- Work item: Recast every line of the rows below as a numbered list, leaving out any blank lines.
Data listing START
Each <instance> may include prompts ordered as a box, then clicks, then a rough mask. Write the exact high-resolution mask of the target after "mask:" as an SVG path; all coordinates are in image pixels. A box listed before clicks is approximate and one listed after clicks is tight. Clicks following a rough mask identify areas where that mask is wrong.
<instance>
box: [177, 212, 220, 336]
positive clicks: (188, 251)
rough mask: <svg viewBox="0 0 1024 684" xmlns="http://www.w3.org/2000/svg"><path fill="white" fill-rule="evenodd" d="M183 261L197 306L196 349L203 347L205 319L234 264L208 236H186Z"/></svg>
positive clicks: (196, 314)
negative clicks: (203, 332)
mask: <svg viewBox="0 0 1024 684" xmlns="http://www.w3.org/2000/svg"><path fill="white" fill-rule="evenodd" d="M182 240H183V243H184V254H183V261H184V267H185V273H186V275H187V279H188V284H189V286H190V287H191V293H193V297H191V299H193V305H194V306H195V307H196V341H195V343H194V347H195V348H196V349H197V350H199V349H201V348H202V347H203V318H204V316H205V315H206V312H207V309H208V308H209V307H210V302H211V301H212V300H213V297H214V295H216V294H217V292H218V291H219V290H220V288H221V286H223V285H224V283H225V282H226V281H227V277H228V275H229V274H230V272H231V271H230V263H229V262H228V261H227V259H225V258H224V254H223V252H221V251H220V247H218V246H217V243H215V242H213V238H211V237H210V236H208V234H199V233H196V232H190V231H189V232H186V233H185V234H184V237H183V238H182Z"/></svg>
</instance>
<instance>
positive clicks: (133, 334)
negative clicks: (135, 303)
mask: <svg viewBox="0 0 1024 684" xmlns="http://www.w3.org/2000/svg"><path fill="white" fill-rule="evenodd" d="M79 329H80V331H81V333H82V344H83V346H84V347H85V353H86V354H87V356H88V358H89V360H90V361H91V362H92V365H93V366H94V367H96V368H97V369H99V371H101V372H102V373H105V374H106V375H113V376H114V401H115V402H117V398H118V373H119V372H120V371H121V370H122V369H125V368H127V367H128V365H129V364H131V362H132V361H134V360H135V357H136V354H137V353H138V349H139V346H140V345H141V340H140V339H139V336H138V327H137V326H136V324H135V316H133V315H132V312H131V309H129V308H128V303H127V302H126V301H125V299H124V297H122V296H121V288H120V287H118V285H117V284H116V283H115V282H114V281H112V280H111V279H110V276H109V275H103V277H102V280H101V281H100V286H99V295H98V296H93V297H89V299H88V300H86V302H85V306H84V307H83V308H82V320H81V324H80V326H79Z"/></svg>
Data listing END
- Output below:
1. Each <instance> may include prompts ordered as a box, then clicks, then a rough mask. Write the exact high-resolution mask of the target after "mask:" as an SVG path; all coordinates are in image pixels. A box listed before clicks is approximate and one listed after clicks is tight. Clicks following a rough mask identify areas where that mask is wrong.
2. <instance>
3. box: [177, 212, 220, 336]
4. positive clicks: (188, 251)
5. rough mask: <svg viewBox="0 0 1024 684" xmlns="http://www.w3.org/2000/svg"><path fill="white" fill-rule="evenodd" d="M183 261L197 306L196 349L203 347L205 319L234 264L208 236H186Z"/></svg>
6. positive clicks: (196, 314)
7. negative clicks: (203, 332)
8. mask: <svg viewBox="0 0 1024 684" xmlns="http://www.w3.org/2000/svg"><path fill="white" fill-rule="evenodd" d="M182 240H183V243H184V254H183V261H184V267H185V273H186V275H187V279H188V284H189V286H190V287H191V293H193V297H191V299H193V305H194V306H195V307H196V341H195V343H194V347H195V348H196V349H197V350H199V349H201V348H202V347H203V318H204V316H205V315H206V312H207V309H208V308H209V307H210V302H211V301H212V300H213V297H214V295H216V294H217V292H218V291H219V290H220V288H221V286H223V285H224V283H225V282H226V281H227V277H228V275H229V274H230V272H231V271H230V263H229V262H228V261H227V259H225V258H224V254H223V252H221V251H220V247H218V246H217V243H215V242H213V238H211V237H210V236H208V234H199V233H196V232H190V231H189V232H186V233H185V234H184V237H183V238H182Z"/></svg>
9. </instance>
10. <instance>
11. positive clicks: (133, 334)
12. negative clicks: (135, 303)
13. mask: <svg viewBox="0 0 1024 684" xmlns="http://www.w3.org/2000/svg"><path fill="white" fill-rule="evenodd" d="M79 329H80V331H81V333H82V344H83V346H84V347H85V353H86V354H87V356H88V358H89V360H90V361H91V362H92V365H93V366H94V367H96V368H97V369H99V371H101V372H102V373H105V374H106V375H113V376H114V401H115V402H117V398H118V373H119V372H120V371H121V370H122V369H125V368H127V367H128V365H129V364H131V362H132V361H134V360H135V357H136V354H137V353H138V349H139V346H140V345H141V340H140V339H139V336H138V327H137V326H136V324H135V316H133V315H132V312H131V309H129V308H128V303H127V302H126V301H125V299H124V297H122V296H121V288H120V287H118V285H117V284H116V283H115V282H114V281H112V280H111V279H110V276H109V275H103V277H102V280H101V281H100V286H99V295H98V296H93V297H89V299H88V300H86V302H85V306H84V307H83V308H82V320H81V324H80V326H79Z"/></svg>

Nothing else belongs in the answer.